**WORK INSTRUCTION**. Only an exact copy of the entries, stripped of pictures, will serve as the answer.

**Natural language region descriptions**.
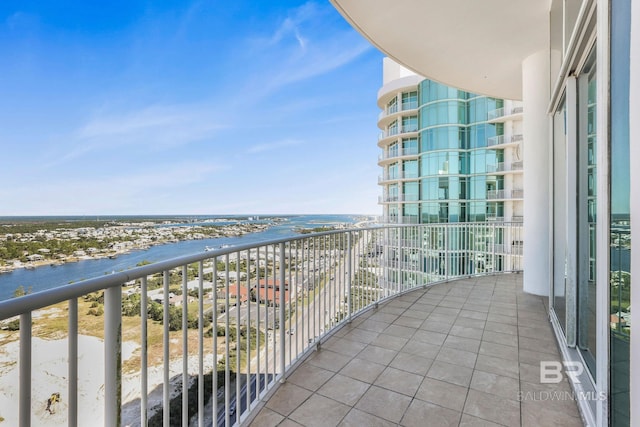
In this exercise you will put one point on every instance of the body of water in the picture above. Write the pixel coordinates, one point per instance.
(48, 277)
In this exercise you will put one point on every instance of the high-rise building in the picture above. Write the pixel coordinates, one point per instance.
(575, 65)
(447, 155)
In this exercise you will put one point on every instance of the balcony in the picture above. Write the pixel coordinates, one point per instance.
(505, 194)
(501, 141)
(300, 324)
(395, 109)
(395, 154)
(501, 114)
(504, 167)
(461, 353)
(398, 176)
(398, 130)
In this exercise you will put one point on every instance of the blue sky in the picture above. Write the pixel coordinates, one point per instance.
(206, 107)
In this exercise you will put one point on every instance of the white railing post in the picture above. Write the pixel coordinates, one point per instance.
(25, 369)
(281, 312)
(113, 355)
(73, 363)
(349, 248)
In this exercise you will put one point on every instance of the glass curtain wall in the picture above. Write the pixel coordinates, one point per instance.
(619, 208)
(587, 208)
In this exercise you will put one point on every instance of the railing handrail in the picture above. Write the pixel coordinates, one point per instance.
(37, 300)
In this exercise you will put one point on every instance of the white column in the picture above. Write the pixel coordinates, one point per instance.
(535, 149)
(634, 148)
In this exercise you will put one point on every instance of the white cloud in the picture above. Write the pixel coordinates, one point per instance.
(260, 148)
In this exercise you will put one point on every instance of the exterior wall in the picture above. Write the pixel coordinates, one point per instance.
(461, 160)
(536, 184)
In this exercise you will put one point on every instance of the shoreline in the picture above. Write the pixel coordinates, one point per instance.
(237, 230)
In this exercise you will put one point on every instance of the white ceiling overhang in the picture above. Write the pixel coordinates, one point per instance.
(475, 45)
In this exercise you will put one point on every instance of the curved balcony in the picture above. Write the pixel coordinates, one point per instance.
(503, 168)
(505, 194)
(313, 332)
(399, 176)
(400, 153)
(386, 115)
(395, 131)
(501, 141)
(503, 114)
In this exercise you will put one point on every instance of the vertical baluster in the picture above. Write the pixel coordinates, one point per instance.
(25, 369)
(73, 363)
(113, 354)
(201, 321)
(214, 315)
(185, 348)
(227, 330)
(281, 303)
(166, 401)
(144, 309)
(238, 340)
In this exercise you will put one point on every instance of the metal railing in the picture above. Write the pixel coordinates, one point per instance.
(397, 130)
(505, 167)
(400, 152)
(246, 315)
(505, 194)
(502, 112)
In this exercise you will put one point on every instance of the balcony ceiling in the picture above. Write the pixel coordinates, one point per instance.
(477, 46)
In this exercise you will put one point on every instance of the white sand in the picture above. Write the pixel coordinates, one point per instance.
(49, 373)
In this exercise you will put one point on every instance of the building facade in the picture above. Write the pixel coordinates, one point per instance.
(575, 65)
(448, 156)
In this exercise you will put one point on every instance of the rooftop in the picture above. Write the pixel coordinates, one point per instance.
(460, 353)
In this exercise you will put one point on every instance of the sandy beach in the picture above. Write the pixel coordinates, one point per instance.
(49, 373)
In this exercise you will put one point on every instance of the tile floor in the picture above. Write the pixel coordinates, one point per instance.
(464, 353)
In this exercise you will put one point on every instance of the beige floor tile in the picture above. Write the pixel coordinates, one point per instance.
(453, 374)
(344, 389)
(390, 342)
(457, 357)
(466, 332)
(266, 418)
(373, 325)
(329, 360)
(384, 403)
(363, 370)
(534, 412)
(358, 418)
(471, 421)
(421, 413)
(433, 326)
(399, 331)
(344, 346)
(287, 398)
(429, 337)
(421, 348)
(399, 381)
(496, 365)
(493, 408)
(495, 384)
(320, 411)
(414, 363)
(442, 393)
(376, 354)
(498, 350)
(461, 343)
(500, 338)
(310, 377)
(411, 322)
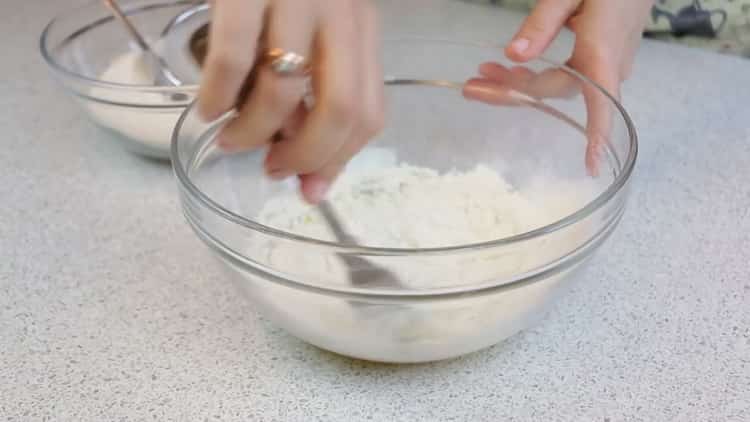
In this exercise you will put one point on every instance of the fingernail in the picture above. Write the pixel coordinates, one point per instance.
(520, 45)
(317, 191)
(224, 143)
(278, 174)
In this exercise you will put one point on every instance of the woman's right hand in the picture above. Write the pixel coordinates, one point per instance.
(341, 39)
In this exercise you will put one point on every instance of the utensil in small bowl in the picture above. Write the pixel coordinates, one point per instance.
(81, 43)
(164, 75)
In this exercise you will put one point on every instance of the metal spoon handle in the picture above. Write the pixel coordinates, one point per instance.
(342, 235)
(117, 12)
(164, 72)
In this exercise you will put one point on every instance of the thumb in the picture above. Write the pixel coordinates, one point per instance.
(540, 28)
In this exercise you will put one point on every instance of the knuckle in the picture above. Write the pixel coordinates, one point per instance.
(341, 110)
(276, 95)
(305, 163)
(229, 63)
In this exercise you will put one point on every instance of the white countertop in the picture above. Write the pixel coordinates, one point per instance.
(111, 309)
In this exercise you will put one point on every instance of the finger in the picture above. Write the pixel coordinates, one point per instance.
(234, 31)
(550, 83)
(274, 97)
(490, 92)
(332, 118)
(289, 131)
(540, 28)
(599, 109)
(315, 185)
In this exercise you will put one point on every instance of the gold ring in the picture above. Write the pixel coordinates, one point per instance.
(287, 63)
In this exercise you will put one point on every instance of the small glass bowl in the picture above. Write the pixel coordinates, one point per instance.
(80, 44)
(533, 130)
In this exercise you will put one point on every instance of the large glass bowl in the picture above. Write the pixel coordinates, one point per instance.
(81, 43)
(537, 142)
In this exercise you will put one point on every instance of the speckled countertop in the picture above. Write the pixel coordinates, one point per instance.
(111, 309)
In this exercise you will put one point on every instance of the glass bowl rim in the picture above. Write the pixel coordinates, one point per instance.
(592, 206)
(47, 55)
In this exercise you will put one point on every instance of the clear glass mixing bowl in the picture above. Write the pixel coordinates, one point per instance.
(532, 129)
(81, 43)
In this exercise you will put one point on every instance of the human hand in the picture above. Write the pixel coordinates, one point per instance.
(341, 40)
(607, 36)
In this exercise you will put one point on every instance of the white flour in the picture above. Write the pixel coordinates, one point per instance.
(392, 205)
(413, 207)
(151, 128)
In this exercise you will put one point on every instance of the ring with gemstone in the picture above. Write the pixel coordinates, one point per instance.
(287, 63)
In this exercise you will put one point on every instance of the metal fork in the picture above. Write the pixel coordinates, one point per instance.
(362, 272)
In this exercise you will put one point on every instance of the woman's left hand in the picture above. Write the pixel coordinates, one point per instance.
(607, 33)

**SOLUTION TO THIS TASK**.
In this exercise you will put one point on every instance of the body of water in the picture above. Write the pixel coordinates, one point per instance.
(48, 277)
In this exercise you will put one point on every instance of the high-rise building in the picture above. Write the pixel coordinates, one point per instance.
(575, 65)
(447, 155)
In this exercise you will put one point on every instance of the balcony in the picture above. Write the pixel coordinates, one point per instance.
(505, 194)
(501, 141)
(300, 324)
(395, 109)
(395, 154)
(501, 114)
(504, 167)
(461, 353)
(398, 176)
(398, 130)
In this exercise you will put one point on every instance of the blue sky in the picture above. Write the pixel coordinates, one point per instance.
(206, 107)
In this exercise you will put one point on every instance of the white railing post in the picture above. Write the pixel coordinates, one point per instance.
(25, 369)
(281, 312)
(113, 355)
(73, 363)
(349, 248)
In this exercise you will put one point on every instance of the glass curtain wall in the picture above. Write the pixel coordinates, one point per instance.
(619, 208)
(587, 208)
In this exercise you will put one point on every instance of the railing handrail in the picture above. Write the pixel coordinates, one point per instance.
(37, 300)
In this exercise you will put one point on every instance of the white column in the picture above. Write the pixel coordinates, one point per instance.
(535, 149)
(634, 148)
In this exercise you will put one point on every instance of the white cloud in the picture above. Write the pixel coordinates, one point per instance.
(260, 148)
In this exercise you will put one point on every instance of the exterior wall in the picture above. Write the pixel coordinates, one point per instance.
(461, 160)
(536, 184)
In this exercise you will put one point on every instance of the shoreline in the picture above. Write the pixel coordinates, one point per instance.
(237, 230)
In this exercise you will put one point on every instance of the white ceiling overhang in the picture above. Write the pixel coordinates, one point per instance.
(475, 45)
In this exercise you will put one point on every instance of the curved balcony in the picture above. Write the pixel coordinates, one point per instance.
(503, 168)
(505, 194)
(313, 332)
(399, 176)
(400, 153)
(386, 115)
(395, 131)
(501, 141)
(503, 114)
In this exercise you will put one point on every instance of the vertical baluster in the picture above. Write the pixel coordinates, one point per instance.
(25, 369)
(73, 363)
(113, 354)
(201, 321)
(214, 315)
(185, 348)
(227, 330)
(281, 303)
(166, 401)
(144, 309)
(238, 340)
In this exercise you will put one point on every instance of the metal railing in the picture above. Write the pixel coordinates, one point per instance.
(397, 130)
(505, 167)
(400, 152)
(246, 315)
(505, 194)
(502, 112)
In this exercise you will put one point on every instance of the balcony ceiling in the picture above. Write the pixel coordinates, one point per instance.
(477, 46)
In this exercise you will put one point on every instance of the white sand in the picture above. Write the pixel coordinates, one point per instance.
(49, 373)
In this exercise you will put one point on every instance of the building facade in the picture above. Write the pixel coordinates, one point per instance.
(575, 65)
(448, 156)
In this exercise you will put one point on every instance of the rooftop in the picture above. Write the pixel coordinates, one point per instance.
(460, 353)
In this exercise you will put one point on every instance of the sandy beach in the picture above. Write the pixel coordinates, one point per instance.
(49, 373)
In this exercise you will put one point on every instance of the tile floor in the picture above. Write the pixel coordinates, one point per instance.
(464, 353)
In this exercise you will put one point on every instance of the beige floor tile in the picture above. Write the pixel coordinates, one point per instance.
(453, 374)
(344, 389)
(390, 342)
(457, 357)
(466, 332)
(266, 418)
(373, 325)
(329, 360)
(384, 403)
(363, 370)
(534, 412)
(358, 418)
(471, 421)
(421, 413)
(433, 326)
(399, 331)
(344, 346)
(287, 398)
(429, 337)
(421, 348)
(399, 381)
(496, 365)
(493, 408)
(495, 384)
(320, 411)
(414, 363)
(442, 393)
(376, 354)
(498, 350)
(461, 343)
(500, 338)
(310, 377)
(411, 322)
In this exercise you will put one point on every instance of the fingernail in the picture above. Write the pixel coordinates, one point per instance.
(520, 45)
(317, 191)
(224, 143)
(278, 174)
In this exercise you will put one point on every instance of the woman's right hand in the picture above. Write the pixel coordinates, one point per instance.
(341, 39)
In this exercise you will put one point on every instance of the utensil in small bowl in the picture above. Write the pixel coordinates, one point per instance.
(81, 43)
(164, 75)
In this exercise you will put one point on every instance of the metal spoon handle in the picture above. Write the pixel coordinates, one point per instance.
(342, 235)
(117, 12)
(164, 72)
In this exercise you will put one point on every instance of the thumb in the picture above. Write the pixel coordinates, one point per instance.
(540, 28)
In this exercise you will put one point on every instance of the knuckle in the picture above. Write the pixel coordinates, one point per instance.
(341, 110)
(276, 95)
(305, 163)
(229, 63)
In this exercise you will put one point on every instance of the white countertop in the picture above. Write the pixel coordinates, one point per instance.
(111, 309)
In this exercise you will put one point on every instance of the finger in the picture above. Write the pixel coordinates, one point per instance.
(234, 31)
(550, 83)
(274, 97)
(490, 92)
(332, 118)
(289, 131)
(540, 28)
(599, 109)
(315, 185)
In this exercise you will put one point on every instance of the gold ring in the picture above. Write the pixel coordinates, one point per instance.
(287, 63)
In this exercise you will put one point on every instance of the small glass bowl in the picture above. Write the pixel coordinates, one point per instance.
(80, 44)
(533, 130)
In this exercise you will put one point on every instance of the large glass bowl in the picture above. Write the pixel coordinates, one point per instance.
(81, 43)
(537, 142)
In this exercise you will put one point on every instance of the speckled countertop in the picture above. Write the pixel coordinates, one point per instance.
(111, 309)
In this exercise you will put one point on every instance of the glass bowl rim in the picture above. Write the pixel coordinates, one point per instance.
(592, 206)
(47, 55)
In this exercise you will put one point on every instance of the clear glass mixing bowl in the picture above. Write the pixel coordinates, one point per instance.
(532, 129)
(81, 43)
In this exercise you will put one point on every instance of the human hand in the picture above. Write the pixel coordinates, one point per instance.
(341, 40)
(607, 36)
In this exercise you will put one point on every instance of the white flour in the picture above. Write the pixel coordinates, one point per instance.
(392, 205)
(413, 207)
(151, 128)
In this exercise you will put one point on every instance of the ring with gemstone in the picture above. Write the pixel coordinates, one point per instance.
(287, 63)
In this exercise you will put one point on every instance of the metal fork in the picture above. Write the pixel coordinates, one point per instance.
(362, 272)
In this exercise you will put one point on every instance of the woman's left hand in the picture above. Write the pixel coordinates, one point per instance.
(607, 33)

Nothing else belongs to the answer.